Begin Provided information
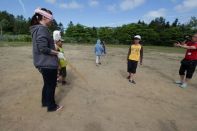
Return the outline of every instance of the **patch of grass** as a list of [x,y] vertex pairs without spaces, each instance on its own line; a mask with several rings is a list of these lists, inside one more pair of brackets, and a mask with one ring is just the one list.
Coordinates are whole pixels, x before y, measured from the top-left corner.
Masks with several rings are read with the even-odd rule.
[[31,42],[0,42],[0,47],[30,46]]
[[[0,42],[0,47],[7,47],[7,46],[31,46],[31,42]],[[94,46],[94,44],[84,43],[84,44],[77,44],[77,43],[65,43],[65,45],[73,45],[73,46]],[[125,48],[128,49],[129,45],[117,45],[117,44],[106,44],[107,48]],[[164,46],[144,46],[145,52],[163,52],[163,53],[184,53],[185,49],[176,48],[176,47],[164,47]]]
[[144,46],[144,49],[155,52],[163,52],[163,53],[184,53],[185,49],[177,48],[177,47],[163,47],[163,46]]

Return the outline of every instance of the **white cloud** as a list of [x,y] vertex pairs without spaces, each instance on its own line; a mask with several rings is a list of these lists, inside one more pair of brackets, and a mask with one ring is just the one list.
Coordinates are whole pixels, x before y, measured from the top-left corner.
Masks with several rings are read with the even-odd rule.
[[50,4],[54,4],[56,3],[56,0],[45,0],[46,2],[50,3]]
[[80,9],[83,8],[83,5],[77,3],[76,1],[71,1],[70,3],[62,3],[59,5],[61,8],[65,9]]
[[152,11],[149,11],[147,14],[145,14],[145,17],[146,18],[156,18],[156,17],[165,17],[166,16],[166,9],[164,8],[161,8],[161,9],[158,9],[158,10],[152,10]]
[[123,11],[132,10],[145,3],[145,0],[123,0],[120,3],[120,9]]
[[197,0],[184,0],[181,4],[175,6],[178,12],[187,12],[197,8]]
[[89,0],[88,4],[89,4],[90,7],[98,6],[99,1],[98,0]]

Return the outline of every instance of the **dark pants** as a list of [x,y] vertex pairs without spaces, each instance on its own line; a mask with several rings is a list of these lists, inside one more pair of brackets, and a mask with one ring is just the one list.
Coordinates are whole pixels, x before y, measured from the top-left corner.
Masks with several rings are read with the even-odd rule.
[[48,107],[48,111],[55,110],[55,88],[57,84],[57,69],[42,68],[39,70],[42,74],[44,86],[42,89],[42,105]]
[[181,61],[181,67],[179,69],[179,75],[185,75],[186,72],[186,78],[191,79],[197,65],[197,60],[185,60],[183,59]]
[[138,64],[137,61],[128,60],[127,72],[135,74],[136,73],[136,69],[137,69],[137,64]]

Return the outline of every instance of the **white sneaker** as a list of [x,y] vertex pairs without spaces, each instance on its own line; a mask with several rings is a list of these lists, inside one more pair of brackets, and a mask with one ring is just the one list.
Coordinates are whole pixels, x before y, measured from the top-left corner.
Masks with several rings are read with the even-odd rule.
[[187,83],[183,83],[180,85],[181,88],[187,88]]

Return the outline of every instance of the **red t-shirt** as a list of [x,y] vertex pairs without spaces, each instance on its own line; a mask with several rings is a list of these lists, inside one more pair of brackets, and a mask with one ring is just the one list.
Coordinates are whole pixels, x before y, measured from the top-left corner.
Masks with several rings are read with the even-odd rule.
[[185,54],[186,60],[197,60],[197,42],[187,42],[187,46],[195,46],[196,49],[188,49]]

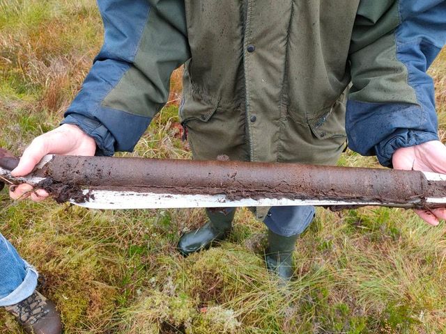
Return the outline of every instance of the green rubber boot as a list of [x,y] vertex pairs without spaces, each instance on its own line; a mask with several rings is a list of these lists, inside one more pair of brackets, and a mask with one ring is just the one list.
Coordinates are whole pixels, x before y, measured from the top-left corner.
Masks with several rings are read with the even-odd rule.
[[299,234],[283,237],[268,231],[268,247],[265,252],[268,269],[284,280],[290,280],[294,273],[293,251]]
[[231,232],[236,208],[206,209],[206,214],[209,218],[208,223],[180,238],[176,248],[183,256],[208,248],[213,241],[224,240]]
End Provided information
Set problem —
Swap "top-left corner" for "upper-left corner" throughout the rows above and write them out again with everything else unchanged. Leave the pictures out.

Result of this exercise —
Return the outline of every instance of the **patch of grass** as a list of [x,y] vertex pairs without spaces, each instance on its own line; a mask with several rings is a list of these lists, inside one more pair of brackets, and a mask with one ring is just the one list.
Coordinates are whole pixels, x before y, measured from the upper-left corner.
Masks with several rings are read with the even-odd rule.
[[31,42],[0,42],[0,47],[30,46]]
[[[0,42],[0,47],[7,47],[7,46],[31,46],[31,42]],[[94,46],[94,44],[84,43],[84,44],[77,44],[77,43],[65,43],[65,45],[73,45],[73,46]],[[125,48],[128,49],[129,45],[117,45],[117,44],[106,44],[107,48]],[[164,46],[144,46],[145,52],[163,52],[163,53],[184,53],[185,49],[176,48],[176,47],[164,47]]]
[[144,46],[144,49],[155,52],[163,52],[163,53],[184,53],[185,49],[177,48],[177,47],[163,47],[163,46]]

Return the outline of every instance of the **white cloud** as a list of [x,y] vertex pairs without spaces, each instance on its own line; a mask with several rings is a list of these lists, inside one more pair of brackets, and a mask with one ring is just the one list.
Coordinates are whole pixels, x before y, measured from the upper-left corner.
Masks with several rings are read with the even-odd rule.
[[50,4],[54,4],[56,3],[56,0],[45,0],[46,2],[50,3]]
[[80,9],[83,8],[83,5],[77,3],[76,1],[71,1],[70,3],[62,3],[59,5],[61,8],[65,9]]
[[152,11],[149,11],[147,14],[145,14],[145,17],[146,18],[156,18],[156,17],[165,17],[166,16],[166,9],[164,8],[161,8],[161,9],[158,9],[158,10],[152,10]]
[[123,11],[132,10],[145,3],[145,0],[123,0],[120,3],[120,9]]
[[197,0],[184,0],[181,4],[175,6],[178,12],[187,12],[197,8]]
[[89,0],[88,4],[89,4],[90,7],[98,6],[99,1],[98,0]]

Return the outline of every instance of the **dark pants** as a list of [x,y] vertex pairs without spaces, each instance on its own line; a mask with several rings is a list of these lists, inside one more pair of brackets, and a mask with one ring is just the one list.
Coordinates are whole pixels, x before y, measured from the upper-left corner.
Masks with several rings are read with the even-odd rule.
[[48,107],[48,111],[55,110],[55,88],[57,84],[57,69],[42,68],[39,70],[42,74],[44,86],[42,89],[42,105]]
[[181,61],[181,67],[179,69],[179,75],[185,75],[186,72],[186,78],[191,79],[197,65],[197,60],[185,60],[183,59]]
[[138,64],[137,61],[128,60],[127,72],[135,74],[136,73],[136,69],[137,69],[137,64]]

Return the outline of every instance of the **white sneaker** as a list of [x,y] vertex pairs without spaces, each instance on its own line; a mask with several rings is a list of these lists, inside one more pair of brackets, and a mask with one ring is just the one list.
Coordinates are whole pixels, x before y, measured from the upper-left corner.
Masks with several rings are read with the even-odd rule.
[[187,83],[183,83],[180,85],[181,88],[187,88]]

Return the outline of every instance of the **red t-shirt** as a list of [x,y] vertex pairs without spaces, each instance on its own line; a mask with several rings is a list of these lists, inside one more pair of brackets, and a mask with one ring is just the one list.
Coordinates are whole pixels, x before y, measured from the upper-left corner.
Masks with several rings are read with the even-odd rule.
[[185,54],[186,60],[197,60],[197,42],[187,42],[187,46],[195,46],[196,49],[188,49]]

Return the outline of every instance of the green rubber boot as a list of [x,y] vertex pairs without spaces, each instance on its own line; a mask with several rings is a list of these lists, inside one more pair of brackets, and a mask with one ring is just the one list.
Coordinates are whole pixels, x before y, measured from the upper-left corner.
Masks with several rings are read with the even-odd rule.
[[299,234],[283,237],[268,231],[268,247],[265,252],[268,269],[284,280],[290,280],[294,273],[293,251]]
[[231,232],[236,208],[206,209],[206,214],[209,218],[208,223],[180,238],[176,248],[183,256],[208,248],[213,241],[224,240]]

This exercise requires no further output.